— What to do —
• a. Answer each question from the passage on home birth in the US, marking your answers (i), (ii) and (iii):
(i) How many women did Johnson and Daviss (2005) report on?
(ii) How many home births took place in the US between 2010 and 2012?
(iii) According to Grünebaum et al (2015), what share of those home births were beyond 41 weeks?
• b. Write the next part of the passage on home birth in the US, picking up after its final sentence.

— Provided passage —

But let’s talk about the second question. Is it appropriate to recommend that US women, who are low-risk, have non-hospital based birth (which would largely be home birth)? Here are some data:
- Johnson and Daviss (2005), in a hugely controversial and biased paper, reported on 5,418 women who underwent midwife supported home birth in North America in the year 2000. They reported a neonatal death rate of 3.32/1000 compared to a death rate of 0.9/1000 in comparable patients in hospitals that same year. Death doesn’t tell the whole story; for every baby who dies, many more will live with permanent injury. They did not report these rates.
- The difference in those mortality rates would represent an excess of 9,000 neonatal deaths that year in the US alone if we largely had a system of home birth. I have written more about this flawed paper here.
- The type of births accounted as low-risk by US-based midwifes is problematic. There is no definition by the American Midwifery Certification Board (AMCB) about what births are acceptable. Grünebaum et al (2015) reported that,
- There were 85,318 home births in the US between 2010-2012, most of which were intentional
- At last 56,140 of these were attended by midwifes, but most of those midwives were not certified nurse midwives
- 1 in 156 of these were twins, 1 in 23 were vaginal births after cesarean, 1 in 135 were breech, and 3 in 10 were beyond 41 weeks
- All of these are excluded as candidates for home birth by most professional societies
- And how about outcomes of these births? The data below from an ACOG Committee Opinion summarizes a meta-analysis of studies comparing planned home birth vs planned hospital birth.

— Records provided —
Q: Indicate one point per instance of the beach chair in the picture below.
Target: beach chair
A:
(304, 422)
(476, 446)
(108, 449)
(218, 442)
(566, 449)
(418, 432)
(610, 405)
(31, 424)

— Numbered responses —
• a.
(i) 5,418
(ii) 85,318
(iii) 3 in 10

• b.
- These data are consistent with what we have already seen in Johnson and Daviss: a three times higher nonanomalous death rate at home compared to in the hospital. This comes at the expense of more cesareans and more operative deliveries, and maybe too many more, but it’s a value statement really. Is it worth risking a baby’s death to avoid a cesarean. To some people, it may be. Recall that death is only one marker. We have also to consider neurological injuries and other permanent disabilities.
Yet, the problem remains that the US maternity system has serious problems. Maternal mortality has been rising over the last 15 years after spending about 200 years in decline. Cesareans are at an all time high and show signs of climbing still. We invest a lot of money without an appropriate return on investment. Women are increasingly denied the opportunity to have a trial of labor after cesarean, or even to labor with twins. We conduct too many tests and give women too many restrictions. It is a system in need of science-based reformation. Clearly, not all babies need to be delivered in hospitals, but rather than push for home birth, we need to focus on Certified Nurse Midwife-led birthing centers with appropriate back-up for emergencies.
More than this, though, we need to focus on reforming the system that we have. Modern obstetrics has reduced maternal mortality by 99% over the last 150 years! Let’s focus on keeping the good and reforming the bad. A lot of unexpected things can happen during birth:
Our interventions are both good and bad. They are good when they are used to treat or prevent some of these bad things, and a certain amount of over-treatment is necessary. But at some point, they become bad. We must continue to used evidence-based medicine to find the sweet spots, the point of inflection of the Receiver-Operator Curve, where the benefit outweighs the risk.
We can’t force women into dangerous situations, like home VBACs or home twin deliveries, because we refuse to follow evidence-based obstetrics. Women want and deserve choice in their birthing experiences, but they also deserve accurate and scientific information to inform their decisions.